SET PROBLEM: Turn the lines of the records that begin with the line containing "the white and" and continue through the line containing "pixel 460 355" into a numbered list, omitting blank lines.

Image location labeling entries:
■ ■ ■ ■ ■

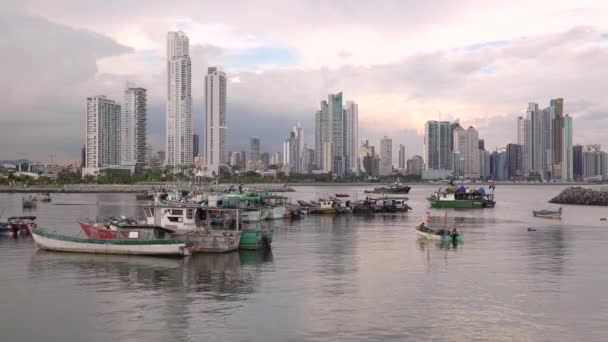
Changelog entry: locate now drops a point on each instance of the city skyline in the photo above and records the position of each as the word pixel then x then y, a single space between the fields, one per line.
pixel 466 71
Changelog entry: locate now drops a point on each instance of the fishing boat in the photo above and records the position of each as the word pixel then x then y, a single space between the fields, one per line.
pixel 462 198
pixel 123 228
pixel 552 214
pixel 29 201
pixel 131 245
pixel 394 188
pixel 45 197
pixel 441 234
pixel 325 207
pixel 254 236
pixel 17 225
pixel 274 207
pixel 204 229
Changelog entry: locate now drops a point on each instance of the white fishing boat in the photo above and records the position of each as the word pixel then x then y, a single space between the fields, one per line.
pixel 204 229
pixel 131 245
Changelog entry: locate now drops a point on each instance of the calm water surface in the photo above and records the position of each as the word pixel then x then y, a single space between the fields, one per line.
pixel 348 278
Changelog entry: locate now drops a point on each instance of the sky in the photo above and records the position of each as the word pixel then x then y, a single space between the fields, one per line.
pixel 404 62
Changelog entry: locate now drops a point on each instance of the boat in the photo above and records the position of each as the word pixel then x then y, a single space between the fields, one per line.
pixel 204 229
pixel 18 225
pixel 274 207
pixel 132 245
pixel 325 207
pixel 255 237
pixel 441 234
pixel 462 198
pixel 29 201
pixel 552 214
pixel 394 188
pixel 45 197
pixel 122 229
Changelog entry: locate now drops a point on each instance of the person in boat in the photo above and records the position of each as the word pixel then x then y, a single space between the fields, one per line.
pixel 454 232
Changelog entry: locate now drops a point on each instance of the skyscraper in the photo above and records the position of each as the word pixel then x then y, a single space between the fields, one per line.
pixel 179 100
pixel 133 128
pixel 254 147
pixel 471 153
pixel 102 138
pixel 577 161
pixel 436 150
pixel 402 160
pixel 521 130
pixel 298 148
pixel 567 157
pixel 329 125
pixel 386 156
pixel 557 114
pixel 351 136
pixel 195 144
pixel 215 129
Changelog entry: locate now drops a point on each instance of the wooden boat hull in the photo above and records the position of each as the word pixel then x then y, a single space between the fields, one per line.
pixel 210 242
pixel 250 216
pixel 557 216
pixel 323 211
pixel 62 243
pixel 461 204
pixel 274 213
pixel 440 238
pixel 255 239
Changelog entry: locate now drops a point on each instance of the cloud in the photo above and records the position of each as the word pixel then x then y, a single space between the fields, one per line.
pixel 403 67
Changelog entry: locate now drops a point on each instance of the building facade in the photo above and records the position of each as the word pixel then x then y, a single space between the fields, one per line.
pixel 133 128
pixel 215 126
pixel 179 100
pixel 386 156
pixel 102 135
pixel 436 152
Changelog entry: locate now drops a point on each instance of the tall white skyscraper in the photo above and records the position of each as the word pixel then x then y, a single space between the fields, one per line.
pixel 298 148
pixel 179 100
pixel 471 153
pixel 436 152
pixel 133 128
pixel 386 156
pixel 102 135
pixel 351 136
pixel 402 160
pixel 215 128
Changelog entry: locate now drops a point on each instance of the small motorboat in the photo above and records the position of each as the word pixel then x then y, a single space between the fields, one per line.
pixel 45 197
pixel 29 201
pixel 551 214
pixel 133 245
pixel 441 234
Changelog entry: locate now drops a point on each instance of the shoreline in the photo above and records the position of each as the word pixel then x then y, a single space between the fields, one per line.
pixel 271 187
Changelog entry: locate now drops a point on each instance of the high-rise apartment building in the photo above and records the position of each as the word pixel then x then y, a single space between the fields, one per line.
pixel 351 136
pixel 436 150
pixel 254 149
pixel 402 160
pixel 567 156
pixel 386 156
pixel 215 127
pixel 179 100
pixel 102 135
pixel 133 128
pixel 195 145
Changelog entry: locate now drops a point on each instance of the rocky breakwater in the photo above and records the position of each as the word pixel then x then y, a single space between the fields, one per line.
pixel 581 196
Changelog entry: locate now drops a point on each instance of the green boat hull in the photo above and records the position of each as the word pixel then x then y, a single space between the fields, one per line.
pixel 461 204
pixel 254 239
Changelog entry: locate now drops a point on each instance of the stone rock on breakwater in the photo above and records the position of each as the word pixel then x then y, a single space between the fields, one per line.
pixel 581 196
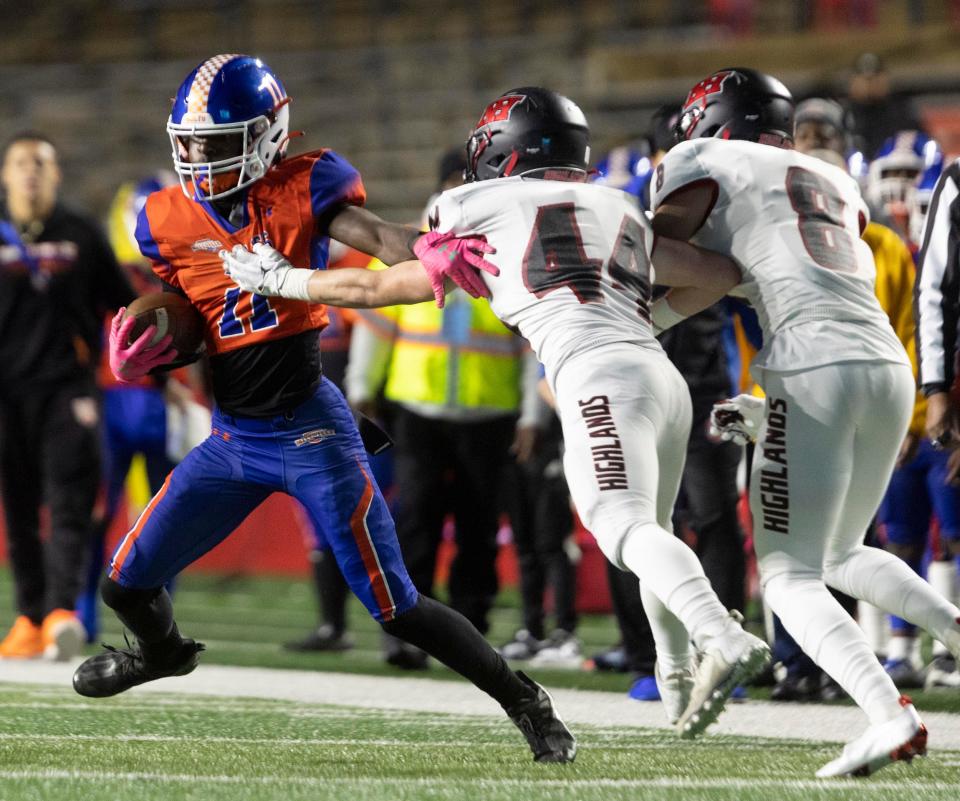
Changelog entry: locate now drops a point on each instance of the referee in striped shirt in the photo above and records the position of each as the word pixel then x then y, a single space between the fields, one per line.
pixel 937 299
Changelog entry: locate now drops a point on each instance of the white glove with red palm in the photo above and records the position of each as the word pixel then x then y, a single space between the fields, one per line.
pixel 737 419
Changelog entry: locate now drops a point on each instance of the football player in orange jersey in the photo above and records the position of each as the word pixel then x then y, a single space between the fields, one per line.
pixel 278 426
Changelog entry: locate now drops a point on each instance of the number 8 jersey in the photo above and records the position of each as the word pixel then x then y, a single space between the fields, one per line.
pixel 574 261
pixel 792 223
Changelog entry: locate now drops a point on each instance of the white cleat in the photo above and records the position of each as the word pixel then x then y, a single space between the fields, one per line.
pixel 675 689
pixel 899 739
pixel 729 659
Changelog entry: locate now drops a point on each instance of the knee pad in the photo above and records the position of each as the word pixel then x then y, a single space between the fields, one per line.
pixel 409 621
pixel 121 599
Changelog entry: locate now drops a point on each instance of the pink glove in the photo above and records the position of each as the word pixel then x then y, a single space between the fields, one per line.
pixel 130 362
pixel 459 259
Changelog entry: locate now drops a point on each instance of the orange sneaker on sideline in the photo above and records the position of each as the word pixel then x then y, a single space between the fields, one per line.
pixel 23 641
pixel 63 635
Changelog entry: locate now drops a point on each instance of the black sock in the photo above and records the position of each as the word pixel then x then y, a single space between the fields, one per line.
pixel 449 637
pixel 148 614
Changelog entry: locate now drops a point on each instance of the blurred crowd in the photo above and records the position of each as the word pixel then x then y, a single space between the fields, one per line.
pixel 465 403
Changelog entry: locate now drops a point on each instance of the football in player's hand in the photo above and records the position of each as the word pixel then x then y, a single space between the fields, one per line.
pixel 172 314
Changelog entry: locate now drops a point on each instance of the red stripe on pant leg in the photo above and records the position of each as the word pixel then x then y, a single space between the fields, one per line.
pixel 128 541
pixel 361 535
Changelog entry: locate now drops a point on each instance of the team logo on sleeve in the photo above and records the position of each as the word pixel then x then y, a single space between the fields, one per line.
pixel 499 110
pixel 696 101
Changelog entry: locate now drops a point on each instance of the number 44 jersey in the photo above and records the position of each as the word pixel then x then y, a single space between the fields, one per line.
pixel 792 223
pixel 574 261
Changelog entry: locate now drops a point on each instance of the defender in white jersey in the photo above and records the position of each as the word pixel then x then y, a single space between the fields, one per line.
pixel 574 278
pixel 838 383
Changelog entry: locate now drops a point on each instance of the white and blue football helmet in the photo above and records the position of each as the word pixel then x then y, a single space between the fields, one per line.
pixel 229 95
pixel 895 171
pixel 620 167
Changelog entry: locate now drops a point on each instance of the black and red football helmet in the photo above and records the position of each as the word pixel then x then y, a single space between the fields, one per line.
pixel 738 103
pixel 526 130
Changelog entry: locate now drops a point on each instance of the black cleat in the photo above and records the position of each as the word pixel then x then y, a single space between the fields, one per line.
pixel 549 738
pixel 117 670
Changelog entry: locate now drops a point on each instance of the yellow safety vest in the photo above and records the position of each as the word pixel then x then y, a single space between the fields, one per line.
pixel 460 355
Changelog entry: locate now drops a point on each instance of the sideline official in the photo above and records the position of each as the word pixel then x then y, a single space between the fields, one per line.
pixel 58 277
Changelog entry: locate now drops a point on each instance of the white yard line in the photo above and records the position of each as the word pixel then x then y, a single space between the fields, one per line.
pixel 840 785
pixel 753 718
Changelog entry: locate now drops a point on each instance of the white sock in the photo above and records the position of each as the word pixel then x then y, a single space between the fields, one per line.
pixel 900 647
pixel 669 635
pixel 667 568
pixel 881 578
pixel 874 625
pixel 943 578
pixel 833 640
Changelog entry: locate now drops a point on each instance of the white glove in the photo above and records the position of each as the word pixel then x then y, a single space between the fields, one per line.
pixel 265 272
pixel 737 419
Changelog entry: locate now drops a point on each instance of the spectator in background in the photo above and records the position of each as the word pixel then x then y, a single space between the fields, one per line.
pixel 708 494
pixel 135 415
pixel 877 112
pixel 58 278
pixel 464 390
pixel 542 523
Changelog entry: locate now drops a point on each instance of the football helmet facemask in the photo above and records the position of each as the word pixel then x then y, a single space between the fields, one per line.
pixel 525 131
pixel 921 194
pixel 738 103
pixel 232 113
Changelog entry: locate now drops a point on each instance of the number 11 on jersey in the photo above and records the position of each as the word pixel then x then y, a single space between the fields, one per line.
pixel 555 258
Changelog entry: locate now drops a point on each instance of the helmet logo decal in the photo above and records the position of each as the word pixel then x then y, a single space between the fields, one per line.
pixel 270 84
pixel 203 80
pixel 499 110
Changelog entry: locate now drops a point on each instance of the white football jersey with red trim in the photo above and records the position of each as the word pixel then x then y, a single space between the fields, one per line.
pixel 793 224
pixel 574 260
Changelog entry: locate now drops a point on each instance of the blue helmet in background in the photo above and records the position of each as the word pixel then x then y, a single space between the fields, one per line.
pixel 918 200
pixel 127 203
pixel 896 169
pixel 229 96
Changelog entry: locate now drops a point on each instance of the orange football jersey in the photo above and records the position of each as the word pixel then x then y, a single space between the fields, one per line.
pixel 182 238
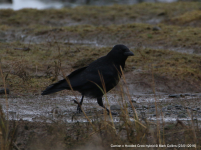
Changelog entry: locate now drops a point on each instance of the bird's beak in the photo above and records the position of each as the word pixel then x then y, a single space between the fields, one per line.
pixel 128 53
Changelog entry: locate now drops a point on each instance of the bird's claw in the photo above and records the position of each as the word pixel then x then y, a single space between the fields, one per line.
pixel 79 110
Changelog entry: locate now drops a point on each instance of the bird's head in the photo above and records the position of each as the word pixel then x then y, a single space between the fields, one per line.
pixel 119 54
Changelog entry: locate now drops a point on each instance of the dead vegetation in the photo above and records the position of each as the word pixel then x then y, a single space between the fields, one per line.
pixel 36 44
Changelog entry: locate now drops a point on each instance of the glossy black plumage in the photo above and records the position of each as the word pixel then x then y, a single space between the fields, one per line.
pixel 86 79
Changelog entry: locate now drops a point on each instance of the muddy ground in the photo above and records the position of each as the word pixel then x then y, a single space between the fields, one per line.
pixel 163 78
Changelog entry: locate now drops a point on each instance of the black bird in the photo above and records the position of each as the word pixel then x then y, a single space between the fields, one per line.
pixel 87 79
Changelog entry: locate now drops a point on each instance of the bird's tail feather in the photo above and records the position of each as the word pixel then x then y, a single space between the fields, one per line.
pixel 61 85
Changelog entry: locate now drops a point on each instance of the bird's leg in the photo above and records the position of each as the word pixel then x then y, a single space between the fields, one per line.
pixel 80 104
pixel 100 102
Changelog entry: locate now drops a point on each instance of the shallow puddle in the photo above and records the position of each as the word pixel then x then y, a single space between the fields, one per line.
pixel 50 108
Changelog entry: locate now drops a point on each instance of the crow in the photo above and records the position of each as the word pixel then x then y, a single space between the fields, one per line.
pixel 95 79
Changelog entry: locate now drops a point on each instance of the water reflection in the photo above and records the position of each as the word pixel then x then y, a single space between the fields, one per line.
pixel 37 4
pixel 46 4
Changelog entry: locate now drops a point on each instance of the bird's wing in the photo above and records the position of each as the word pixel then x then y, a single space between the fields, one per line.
pixel 74 78
pixel 106 75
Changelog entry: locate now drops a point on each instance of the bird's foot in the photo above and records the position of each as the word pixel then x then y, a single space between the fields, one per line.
pixel 79 110
pixel 113 113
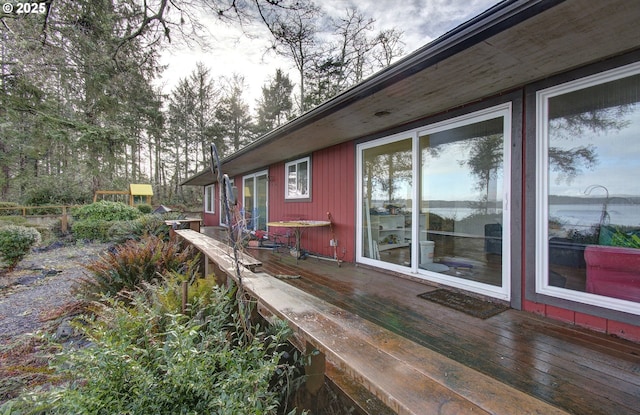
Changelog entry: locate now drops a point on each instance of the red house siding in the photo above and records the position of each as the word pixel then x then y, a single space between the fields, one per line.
pixel 332 190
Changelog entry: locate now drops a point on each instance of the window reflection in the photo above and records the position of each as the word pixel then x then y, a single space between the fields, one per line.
pixel 387 189
pixel 461 202
pixel 593 194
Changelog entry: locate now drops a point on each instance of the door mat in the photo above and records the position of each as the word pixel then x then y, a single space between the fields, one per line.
pixel 461 302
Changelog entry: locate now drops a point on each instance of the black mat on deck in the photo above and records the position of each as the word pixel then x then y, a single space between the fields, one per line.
pixel 461 302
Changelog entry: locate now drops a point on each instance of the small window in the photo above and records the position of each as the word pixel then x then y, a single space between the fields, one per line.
pixel 209 199
pixel 298 178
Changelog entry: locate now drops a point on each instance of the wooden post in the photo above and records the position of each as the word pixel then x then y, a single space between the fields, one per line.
pixel 314 370
pixel 185 296
pixel 63 220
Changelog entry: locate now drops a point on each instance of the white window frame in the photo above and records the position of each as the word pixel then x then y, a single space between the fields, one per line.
pixel 210 198
pixel 504 291
pixel 289 196
pixel 542 185
pixel 223 219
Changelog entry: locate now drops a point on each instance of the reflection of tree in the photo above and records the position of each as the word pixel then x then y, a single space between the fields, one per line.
pixel 484 161
pixel 386 171
pixel 570 162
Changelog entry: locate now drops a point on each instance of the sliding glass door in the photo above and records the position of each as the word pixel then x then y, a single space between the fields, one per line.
pixel 255 200
pixel 434 202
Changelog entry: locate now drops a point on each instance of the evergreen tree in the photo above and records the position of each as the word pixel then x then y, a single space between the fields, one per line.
pixel 275 105
pixel 234 123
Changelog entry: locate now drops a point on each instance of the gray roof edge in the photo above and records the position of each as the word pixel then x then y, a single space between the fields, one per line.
pixel 493 20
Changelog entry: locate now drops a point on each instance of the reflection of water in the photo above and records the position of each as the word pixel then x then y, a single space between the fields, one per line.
pixel 588 215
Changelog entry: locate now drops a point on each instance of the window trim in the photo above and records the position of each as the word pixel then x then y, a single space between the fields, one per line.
pixel 210 199
pixel 541 264
pixel 287 196
pixel 503 109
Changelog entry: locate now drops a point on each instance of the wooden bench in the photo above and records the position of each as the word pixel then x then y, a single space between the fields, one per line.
pixel 175 224
pixel 408 378
pixel 217 252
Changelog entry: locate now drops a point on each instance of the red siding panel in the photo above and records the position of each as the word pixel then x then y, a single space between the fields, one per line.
pixel 332 190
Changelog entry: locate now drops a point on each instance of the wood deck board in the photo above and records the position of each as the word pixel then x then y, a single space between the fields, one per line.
pixel 557 374
pixel 576 369
pixel 409 378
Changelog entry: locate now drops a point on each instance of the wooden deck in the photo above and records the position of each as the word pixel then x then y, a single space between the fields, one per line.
pixel 572 369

■ ■ ■ ■ ■

RESPONSE BELOW:
1. Changelog entry: locate now drops a point on each instance of the white and blue football helmet in the photo above and records the position of each as the word pixel then x then y, a single space between the fields, one per line.
2. pixel 229 95
3. pixel 895 171
4. pixel 620 167
5. Changelog entry: locate now drops a point on each instance of the black and red football helmet in the photo above and records the position of each as the word pixel then x then y, a single space between the fields, one per line.
6. pixel 738 103
7. pixel 526 130
8. Changelog entry: locate now drops a point on each instance of the black cleat in the photo above and records the position of each as the word pixel then x then y, a single space between the fields, one per line.
9. pixel 549 738
10. pixel 117 670
11. Changelog entry: locate now drops a point on each instance of the yellow safety vest in the photo above and records the position of each as the word pixel then x then y, a single space between the fields, one per line.
12. pixel 460 355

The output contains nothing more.